**Task directions:** All lines from the one containing "the ocean, each" to the end of the data below are to be returned exactly, both ends included, with nothing added.

**Data for this task:**
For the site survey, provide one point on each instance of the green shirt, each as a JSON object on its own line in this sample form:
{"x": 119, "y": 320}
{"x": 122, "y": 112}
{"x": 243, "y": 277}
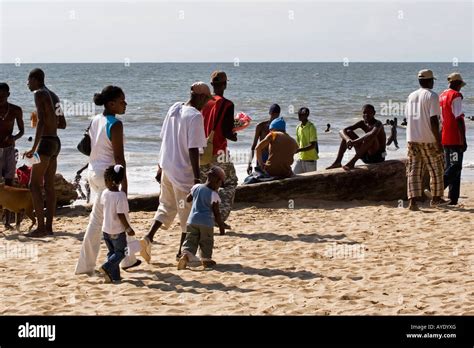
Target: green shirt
{"x": 305, "y": 135}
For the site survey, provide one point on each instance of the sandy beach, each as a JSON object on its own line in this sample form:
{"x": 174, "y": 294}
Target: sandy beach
{"x": 317, "y": 258}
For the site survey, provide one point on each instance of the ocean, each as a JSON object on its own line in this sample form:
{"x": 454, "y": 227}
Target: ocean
{"x": 333, "y": 92}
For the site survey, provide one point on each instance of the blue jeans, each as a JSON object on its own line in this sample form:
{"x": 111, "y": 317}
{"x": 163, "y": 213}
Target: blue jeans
{"x": 452, "y": 174}
{"x": 116, "y": 243}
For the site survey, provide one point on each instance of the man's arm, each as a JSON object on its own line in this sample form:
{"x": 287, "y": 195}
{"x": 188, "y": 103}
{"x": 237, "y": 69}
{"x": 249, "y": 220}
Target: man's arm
{"x": 312, "y": 145}
{"x": 59, "y": 112}
{"x": 260, "y": 147}
{"x": 459, "y": 115}
{"x": 119, "y": 155}
{"x": 194, "y": 158}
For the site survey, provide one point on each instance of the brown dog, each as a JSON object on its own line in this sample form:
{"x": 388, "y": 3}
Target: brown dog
{"x": 17, "y": 200}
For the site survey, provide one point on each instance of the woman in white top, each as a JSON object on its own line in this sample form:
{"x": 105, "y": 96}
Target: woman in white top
{"x": 106, "y": 133}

**Response below:**
For the site survey, provide one point on each instance of the ocean, each as a JSON object on its own line in this sample form:
{"x": 454, "y": 227}
Target: ocean
{"x": 333, "y": 92}
For the site survey, provide one point on each instance of the blue jeans, each as a JSON object on its own line in this sample form:
{"x": 111, "y": 317}
{"x": 163, "y": 213}
Target: blue jeans
{"x": 452, "y": 174}
{"x": 116, "y": 243}
For the site survey, provide one point on each instance of the man's arm, each as a JSON object on its own line in this sample form:
{"x": 287, "y": 195}
{"x": 188, "y": 103}
{"x": 237, "y": 69}
{"x": 249, "y": 220}
Target: man's arm
{"x": 312, "y": 145}
{"x": 59, "y": 112}
{"x": 260, "y": 147}
{"x": 459, "y": 115}
{"x": 119, "y": 155}
{"x": 194, "y": 158}
For the site survey, provide one point on each instance of the brown dog, each as a JSON object on its own line in this sample form:
{"x": 388, "y": 3}
Target: brown dog
{"x": 17, "y": 200}
For the site survey, provide one point on each instance of the woman in white top, each as a JSON object on its own line in this sample form:
{"x": 105, "y": 96}
Target: woman in white top
{"x": 106, "y": 133}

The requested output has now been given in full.